_TASK DETAILS_:
In the listing below, write out exactly each line from the first through the one containing "Output form: <point>70,330</point>".

_RECORDS FOR THIS EXERCISE_:
'''
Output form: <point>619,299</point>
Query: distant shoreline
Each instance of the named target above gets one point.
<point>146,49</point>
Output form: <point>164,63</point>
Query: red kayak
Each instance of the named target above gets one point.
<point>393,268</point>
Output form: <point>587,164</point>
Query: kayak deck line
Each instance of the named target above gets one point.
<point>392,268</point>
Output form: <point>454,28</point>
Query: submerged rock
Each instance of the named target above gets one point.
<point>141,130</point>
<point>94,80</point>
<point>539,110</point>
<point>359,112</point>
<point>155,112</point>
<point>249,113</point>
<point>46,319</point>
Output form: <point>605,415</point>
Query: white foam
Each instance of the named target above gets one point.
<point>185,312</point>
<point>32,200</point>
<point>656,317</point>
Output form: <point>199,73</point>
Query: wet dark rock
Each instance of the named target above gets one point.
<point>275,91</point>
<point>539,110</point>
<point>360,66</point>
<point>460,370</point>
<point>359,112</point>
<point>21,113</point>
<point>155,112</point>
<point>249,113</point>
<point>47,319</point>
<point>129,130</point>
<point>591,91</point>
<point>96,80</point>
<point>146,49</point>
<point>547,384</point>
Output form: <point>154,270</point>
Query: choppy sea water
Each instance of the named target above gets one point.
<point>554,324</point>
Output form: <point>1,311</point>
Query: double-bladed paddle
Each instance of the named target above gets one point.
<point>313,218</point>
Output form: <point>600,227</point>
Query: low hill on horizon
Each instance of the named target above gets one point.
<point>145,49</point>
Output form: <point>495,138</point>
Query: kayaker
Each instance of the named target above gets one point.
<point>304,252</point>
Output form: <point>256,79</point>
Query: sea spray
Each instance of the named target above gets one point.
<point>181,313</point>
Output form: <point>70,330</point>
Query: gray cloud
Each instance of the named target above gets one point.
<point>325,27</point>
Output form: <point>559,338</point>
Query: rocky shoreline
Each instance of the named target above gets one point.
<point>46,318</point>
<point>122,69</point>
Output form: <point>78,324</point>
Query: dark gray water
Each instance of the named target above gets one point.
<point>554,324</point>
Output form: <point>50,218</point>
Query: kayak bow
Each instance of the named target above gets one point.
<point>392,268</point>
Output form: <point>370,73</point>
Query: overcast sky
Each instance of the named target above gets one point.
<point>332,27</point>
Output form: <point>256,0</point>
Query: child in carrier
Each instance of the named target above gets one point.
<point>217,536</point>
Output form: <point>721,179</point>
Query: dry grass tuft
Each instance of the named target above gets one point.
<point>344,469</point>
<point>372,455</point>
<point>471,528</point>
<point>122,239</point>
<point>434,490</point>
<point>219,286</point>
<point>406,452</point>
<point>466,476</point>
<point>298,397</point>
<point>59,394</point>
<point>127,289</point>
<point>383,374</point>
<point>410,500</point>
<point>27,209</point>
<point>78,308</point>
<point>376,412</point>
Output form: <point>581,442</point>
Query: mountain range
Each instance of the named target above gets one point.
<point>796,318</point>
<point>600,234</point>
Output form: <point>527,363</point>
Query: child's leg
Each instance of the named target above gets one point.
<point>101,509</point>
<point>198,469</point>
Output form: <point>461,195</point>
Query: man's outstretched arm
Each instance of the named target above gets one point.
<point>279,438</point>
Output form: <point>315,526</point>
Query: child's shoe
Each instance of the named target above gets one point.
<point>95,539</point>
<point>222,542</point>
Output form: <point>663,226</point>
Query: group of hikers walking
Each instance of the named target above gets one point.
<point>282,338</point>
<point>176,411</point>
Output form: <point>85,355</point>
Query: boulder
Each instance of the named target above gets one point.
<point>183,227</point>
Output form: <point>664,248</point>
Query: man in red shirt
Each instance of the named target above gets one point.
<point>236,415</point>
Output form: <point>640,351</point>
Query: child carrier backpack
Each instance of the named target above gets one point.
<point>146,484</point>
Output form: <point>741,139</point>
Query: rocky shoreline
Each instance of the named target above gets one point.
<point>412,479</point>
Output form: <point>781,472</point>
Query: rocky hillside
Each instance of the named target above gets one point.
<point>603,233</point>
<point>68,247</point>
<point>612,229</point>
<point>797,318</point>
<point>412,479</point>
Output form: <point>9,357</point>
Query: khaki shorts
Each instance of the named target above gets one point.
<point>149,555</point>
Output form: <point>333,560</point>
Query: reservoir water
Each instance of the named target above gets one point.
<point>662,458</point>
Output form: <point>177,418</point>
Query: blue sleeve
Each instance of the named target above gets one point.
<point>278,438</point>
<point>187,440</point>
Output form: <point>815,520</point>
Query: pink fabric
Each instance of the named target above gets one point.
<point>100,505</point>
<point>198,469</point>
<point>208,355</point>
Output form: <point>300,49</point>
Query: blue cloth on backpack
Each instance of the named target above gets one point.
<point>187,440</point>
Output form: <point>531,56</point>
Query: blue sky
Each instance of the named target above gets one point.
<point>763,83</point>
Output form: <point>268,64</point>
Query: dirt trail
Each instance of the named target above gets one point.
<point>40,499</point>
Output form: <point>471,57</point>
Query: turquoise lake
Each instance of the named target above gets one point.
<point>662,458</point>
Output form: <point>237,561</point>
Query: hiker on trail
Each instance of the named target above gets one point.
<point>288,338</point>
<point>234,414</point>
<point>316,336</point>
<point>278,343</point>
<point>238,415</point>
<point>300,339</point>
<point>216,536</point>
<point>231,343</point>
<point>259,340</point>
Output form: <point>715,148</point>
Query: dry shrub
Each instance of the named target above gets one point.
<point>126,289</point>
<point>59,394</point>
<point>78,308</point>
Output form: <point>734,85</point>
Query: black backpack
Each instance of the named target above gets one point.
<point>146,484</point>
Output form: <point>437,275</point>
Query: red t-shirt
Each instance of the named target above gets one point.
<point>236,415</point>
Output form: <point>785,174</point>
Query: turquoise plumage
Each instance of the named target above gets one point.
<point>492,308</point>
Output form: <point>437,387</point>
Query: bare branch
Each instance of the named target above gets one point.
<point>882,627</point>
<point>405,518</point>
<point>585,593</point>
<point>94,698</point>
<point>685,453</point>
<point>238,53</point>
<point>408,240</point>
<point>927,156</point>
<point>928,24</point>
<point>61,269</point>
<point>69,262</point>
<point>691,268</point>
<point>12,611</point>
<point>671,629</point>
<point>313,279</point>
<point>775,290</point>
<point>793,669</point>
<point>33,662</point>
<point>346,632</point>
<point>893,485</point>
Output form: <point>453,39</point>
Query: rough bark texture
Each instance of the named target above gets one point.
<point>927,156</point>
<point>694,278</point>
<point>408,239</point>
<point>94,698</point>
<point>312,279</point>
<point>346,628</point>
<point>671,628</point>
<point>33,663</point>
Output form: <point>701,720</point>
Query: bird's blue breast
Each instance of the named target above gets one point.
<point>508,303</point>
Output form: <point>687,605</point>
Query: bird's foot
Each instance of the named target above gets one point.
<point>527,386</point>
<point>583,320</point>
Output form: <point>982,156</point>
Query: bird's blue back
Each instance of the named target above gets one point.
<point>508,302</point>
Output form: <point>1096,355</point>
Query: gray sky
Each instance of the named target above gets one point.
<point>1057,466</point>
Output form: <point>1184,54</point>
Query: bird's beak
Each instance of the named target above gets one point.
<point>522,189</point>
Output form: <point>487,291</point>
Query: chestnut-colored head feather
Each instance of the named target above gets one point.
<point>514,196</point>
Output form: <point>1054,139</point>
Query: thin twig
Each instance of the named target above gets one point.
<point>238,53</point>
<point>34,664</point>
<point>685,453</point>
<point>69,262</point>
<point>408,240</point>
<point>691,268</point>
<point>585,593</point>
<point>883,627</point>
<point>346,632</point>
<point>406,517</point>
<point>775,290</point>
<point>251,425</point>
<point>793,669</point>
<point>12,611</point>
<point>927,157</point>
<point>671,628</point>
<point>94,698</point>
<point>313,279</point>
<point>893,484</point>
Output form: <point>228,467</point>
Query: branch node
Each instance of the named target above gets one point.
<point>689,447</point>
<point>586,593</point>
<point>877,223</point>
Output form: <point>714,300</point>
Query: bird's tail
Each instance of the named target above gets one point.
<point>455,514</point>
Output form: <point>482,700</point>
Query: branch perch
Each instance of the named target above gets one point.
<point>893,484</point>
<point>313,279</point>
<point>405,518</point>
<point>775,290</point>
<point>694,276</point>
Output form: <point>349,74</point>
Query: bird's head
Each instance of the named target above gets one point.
'''
_WRITTEN ANSWER_:
Output form: <point>619,299</point>
Query: distant shoreline
Each instance of the named target above gets one point.
<point>146,49</point>
Output form: <point>164,63</point>
Query: red kayak
Each instance of the named target above gets one point.
<point>393,268</point>
Output form: <point>587,164</point>
Query: kayak deck line
Each instance of the named target above gets one point.
<point>392,268</point>
Output form: <point>454,28</point>
Query: submerged rock
Each instance of the named target above gets one point.
<point>141,130</point>
<point>94,80</point>
<point>539,110</point>
<point>359,112</point>
<point>155,112</point>
<point>249,113</point>
<point>46,319</point>
Output form: <point>605,415</point>
Query: white foam
Each instance of the named target above gets one point.
<point>185,312</point>
<point>32,200</point>
<point>656,317</point>
Output form: <point>199,73</point>
Query: wet dark rock
Each instance of the named target above gets one point.
<point>275,91</point>
<point>539,110</point>
<point>360,66</point>
<point>460,370</point>
<point>359,112</point>
<point>21,113</point>
<point>155,112</point>
<point>249,113</point>
<point>47,319</point>
<point>129,130</point>
<point>591,91</point>
<point>96,80</point>
<point>146,49</point>
<point>547,384</point>
Output form: <point>154,270</point>
Query: choppy sea water
Each instance of the named target above gets one point.
<point>554,324</point>
Output form: <point>1,311</point>
Query: double-bladed paddle
Each instance of the named target above gets one point.
<point>313,218</point>
Output form: <point>600,227</point>
Query: low hill on horizon
Each instance of the named target above gets one point.
<point>145,49</point>
Output form: <point>495,138</point>
Query: kayaker
Each instance of the named target above gets one point.
<point>304,252</point>
Output form: <point>256,79</point>
Query: sea spray
Each instance of the named target above gets one point.
<point>181,313</point>
Output form: <point>70,330</point>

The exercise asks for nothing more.